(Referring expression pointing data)
--- --- ---

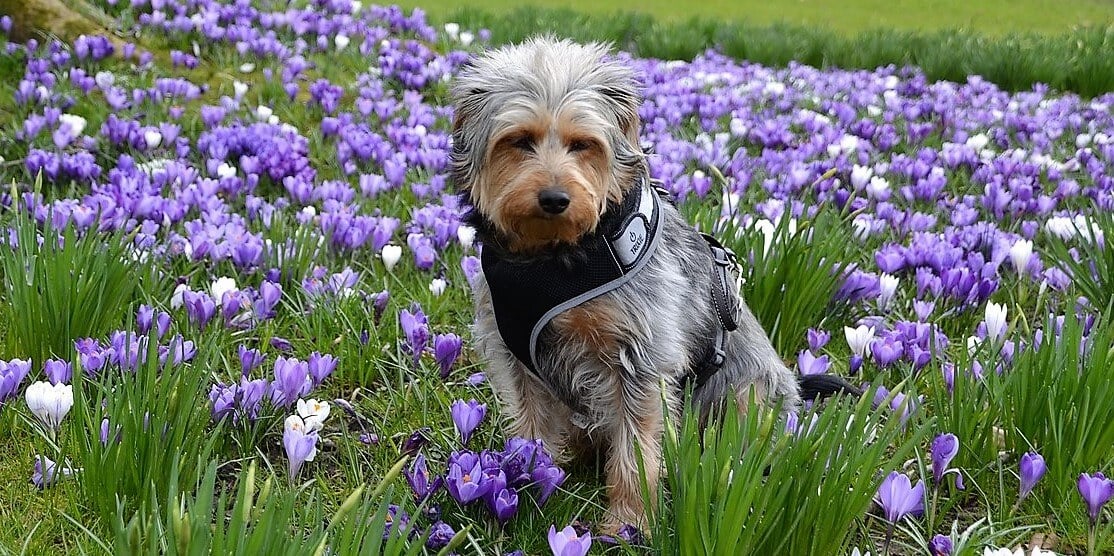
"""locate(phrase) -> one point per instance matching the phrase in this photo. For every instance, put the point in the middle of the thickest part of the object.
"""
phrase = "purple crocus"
(199, 308)
(899, 497)
(416, 329)
(446, 351)
(505, 505)
(440, 535)
(466, 483)
(301, 446)
(566, 543)
(270, 293)
(248, 359)
(1096, 490)
(945, 448)
(420, 481)
(1032, 468)
(292, 381)
(940, 546)
(818, 339)
(145, 316)
(467, 416)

--- --- ---

WORK TO COMPLETE: Set the entries down exactly, but not the pictures.

ANSWER SPACE:
"""locate(phrase) -> one point per instance matching the phrase in this photo. For every instance, put the point in the middle of the thickest part of the object.
"""
phrase = "purple crocus"
(199, 308)
(899, 497)
(416, 329)
(446, 351)
(505, 505)
(440, 535)
(466, 483)
(301, 446)
(566, 543)
(270, 293)
(248, 359)
(1096, 490)
(945, 448)
(420, 481)
(1032, 468)
(292, 381)
(940, 546)
(818, 339)
(145, 316)
(467, 416)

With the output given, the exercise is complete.